### SOURCE DOCUMENT
=== Section Start ===
Stepping aside from the generic and seemingly non transition related things of my daily life, (though I suppose everything can be transition related someway). Perhaps an entry here about that can be transition related. Or at least something that can be related if not to transition, then to life.
We all desire it. We all yearn for someone special in our lives that we can love, have, hold, spend time with, someone that puts a smile on our face when we think about them. Being transgendered, does not mean we don’t have the thoughts feelings. We just wonder if there are accepting individuals out there that can accept us and love us as we transition. I am no exception.
I have been single for a long time. since my separation in ’96 and divorce in ’98, I have really only dated two women. Both during times of when I had quit transition. One was okay with it, the other, was more of a phone relationship, and is a long story. And basically I had given up on meeting anybody.
My attraction is towards females. While I transition form male to female, I’m still attracted to females. I know some would find that odd, but it is what it is. And I’ve wondered if I could ever find anybody that would love me, regardless of what equipment I have/had below.
So I placed and ad on Transgenderdate.com. seeking either a genetic female or a non-op transsexual. And to be honest interest has been mainly from males. While I might admit to somewhat of an attraction to the male organ, men in general, not my cup of tea. (Thus my interest in a possible non-op transsexual).
Until tonight; I get a email from a 40 yr old gal from Smyrna, TN. And we have been emailing back n forth 4-5 times, with the last time she giving me her email address. So who knows what will happen from here, nothing ventured, nothing gained.
=== Section End ===
### COLLECTED MATERIAL
=== Section Start ===
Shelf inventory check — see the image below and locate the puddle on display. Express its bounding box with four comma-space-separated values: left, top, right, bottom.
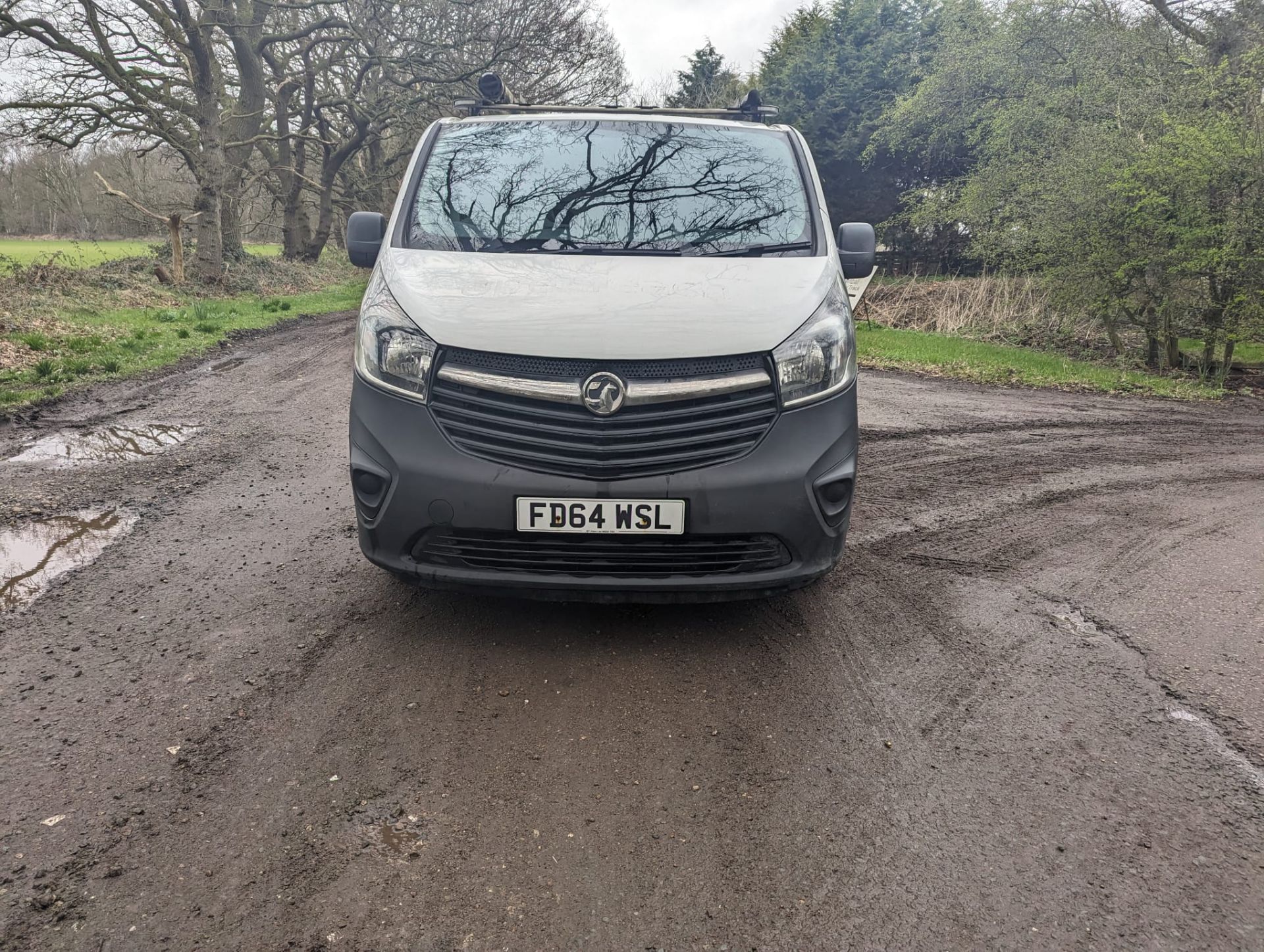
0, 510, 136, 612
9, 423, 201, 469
=== Section End ===
### TASK DETAILS
Retype the passage of the dating blog entry starting at "Stepping aside from" and ending at "then to life.", keeping every word and mark the same.

### RESULT OF THIS TASK
Stepping aside from the generic and seemingly non transition related things of my daily life, (though I suppose everything can be transition related someway). Perhaps an entry here about that can be transition related. Or at least something that can be related if not to transition, then to life.